Exercise goal:
Pick out each line of the listing below that contains the string “curly”. Case counts.

---

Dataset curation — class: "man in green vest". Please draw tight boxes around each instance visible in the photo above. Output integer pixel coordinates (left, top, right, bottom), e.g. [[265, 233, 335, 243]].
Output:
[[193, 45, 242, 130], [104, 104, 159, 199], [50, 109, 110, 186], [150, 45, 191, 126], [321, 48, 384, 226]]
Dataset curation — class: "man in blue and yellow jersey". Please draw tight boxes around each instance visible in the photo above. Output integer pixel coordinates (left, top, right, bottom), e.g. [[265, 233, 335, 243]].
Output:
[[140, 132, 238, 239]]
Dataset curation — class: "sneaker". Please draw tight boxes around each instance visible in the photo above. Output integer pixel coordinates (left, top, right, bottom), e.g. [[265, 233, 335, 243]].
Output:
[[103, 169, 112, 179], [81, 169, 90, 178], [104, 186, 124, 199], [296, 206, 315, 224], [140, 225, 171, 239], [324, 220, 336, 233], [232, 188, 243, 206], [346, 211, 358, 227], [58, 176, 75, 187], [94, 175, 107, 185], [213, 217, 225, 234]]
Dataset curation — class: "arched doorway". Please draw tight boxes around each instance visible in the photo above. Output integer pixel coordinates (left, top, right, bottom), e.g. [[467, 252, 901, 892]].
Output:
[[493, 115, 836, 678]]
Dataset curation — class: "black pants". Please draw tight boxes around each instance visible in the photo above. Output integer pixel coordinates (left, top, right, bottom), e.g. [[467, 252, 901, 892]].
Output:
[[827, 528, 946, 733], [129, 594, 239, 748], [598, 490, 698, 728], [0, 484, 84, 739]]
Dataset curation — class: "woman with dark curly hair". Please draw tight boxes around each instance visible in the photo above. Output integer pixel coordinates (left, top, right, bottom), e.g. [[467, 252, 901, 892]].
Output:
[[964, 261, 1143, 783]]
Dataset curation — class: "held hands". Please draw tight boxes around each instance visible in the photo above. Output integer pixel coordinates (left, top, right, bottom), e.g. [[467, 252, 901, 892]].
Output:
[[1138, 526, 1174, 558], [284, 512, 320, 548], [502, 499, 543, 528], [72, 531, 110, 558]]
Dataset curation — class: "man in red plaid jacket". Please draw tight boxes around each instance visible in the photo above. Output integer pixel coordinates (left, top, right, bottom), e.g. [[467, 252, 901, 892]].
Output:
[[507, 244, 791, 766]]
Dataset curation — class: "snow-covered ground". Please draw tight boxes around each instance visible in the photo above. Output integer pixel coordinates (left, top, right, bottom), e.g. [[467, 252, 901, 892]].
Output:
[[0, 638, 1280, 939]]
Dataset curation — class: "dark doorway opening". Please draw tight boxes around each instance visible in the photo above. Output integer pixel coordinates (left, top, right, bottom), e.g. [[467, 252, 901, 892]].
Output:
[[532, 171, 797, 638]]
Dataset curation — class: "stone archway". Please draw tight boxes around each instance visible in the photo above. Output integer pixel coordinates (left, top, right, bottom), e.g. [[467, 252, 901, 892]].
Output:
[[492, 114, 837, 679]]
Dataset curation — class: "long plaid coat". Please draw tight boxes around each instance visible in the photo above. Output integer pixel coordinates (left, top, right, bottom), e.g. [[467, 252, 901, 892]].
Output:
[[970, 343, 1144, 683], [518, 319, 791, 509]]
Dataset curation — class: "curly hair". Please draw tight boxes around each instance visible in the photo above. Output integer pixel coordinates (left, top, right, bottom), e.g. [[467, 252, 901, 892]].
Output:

---

Right answer:
Dataset curation — class: "woman with dark curly hair". Please draw tight boxes around each instance visible in the photo above. Output integer pixel coordinates (left, top, right, bottom), e.g. [[467, 252, 901, 892]].
Dataset curation — class: "curly hair". Please draw tight boxes around each instance visible in the photo above. Output integer pixel coordinates (left, top, right, bottom), e.g. [[467, 252, 901, 892]].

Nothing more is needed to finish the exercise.